-- start Given records --

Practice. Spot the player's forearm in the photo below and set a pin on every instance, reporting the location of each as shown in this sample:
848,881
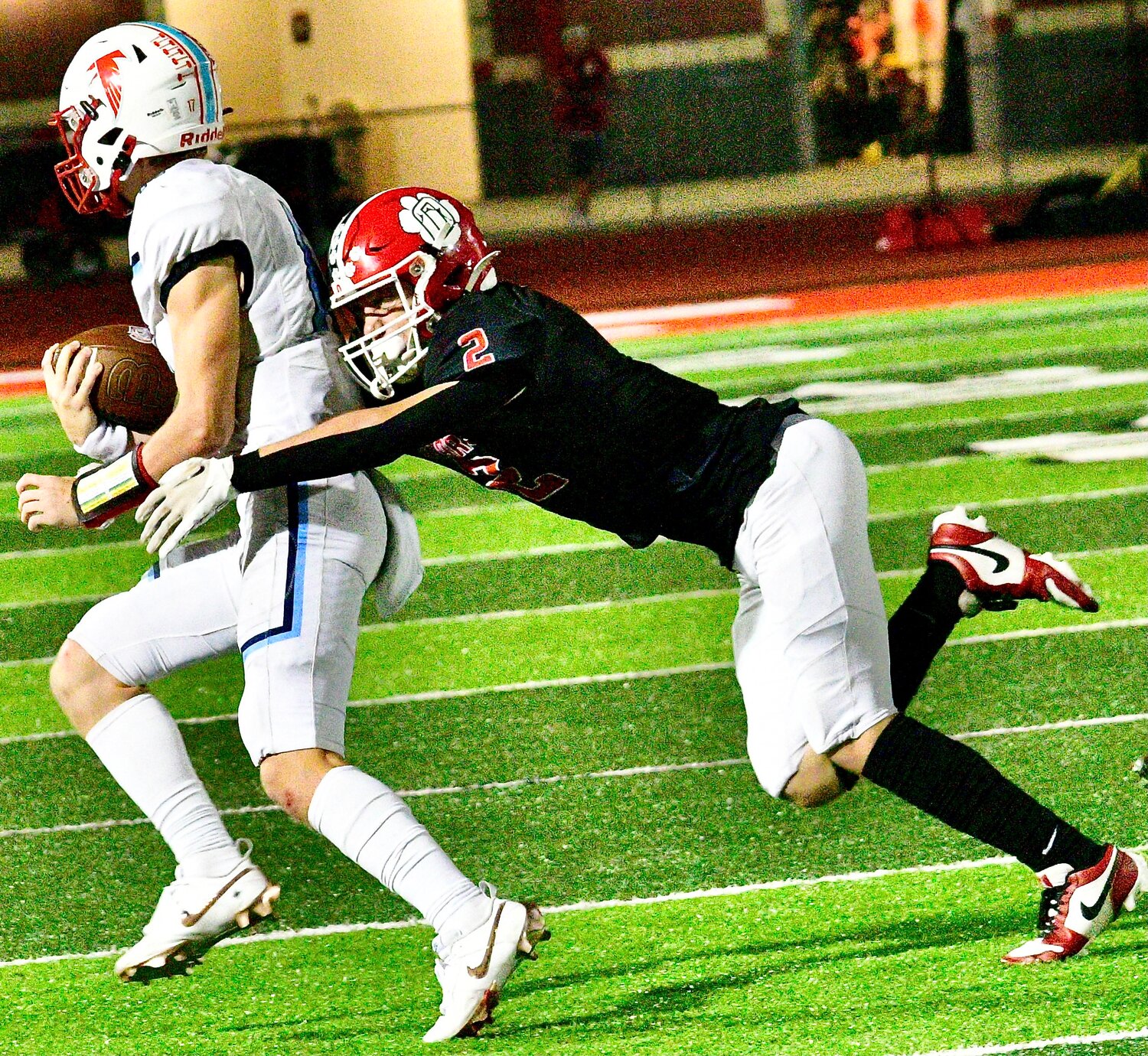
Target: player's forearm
191,432
363,440
328,456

-- end Given records --

> _What you will do_
Can you reproduce all the records above word for word, leaving out the pictures?

> _Written response_
Practice. Spot the player's forearm in the photo below and set a pin on every instance, reporting the location of each as shown in this sample:
848,881
Target: player's forearm
191,432
363,440
328,456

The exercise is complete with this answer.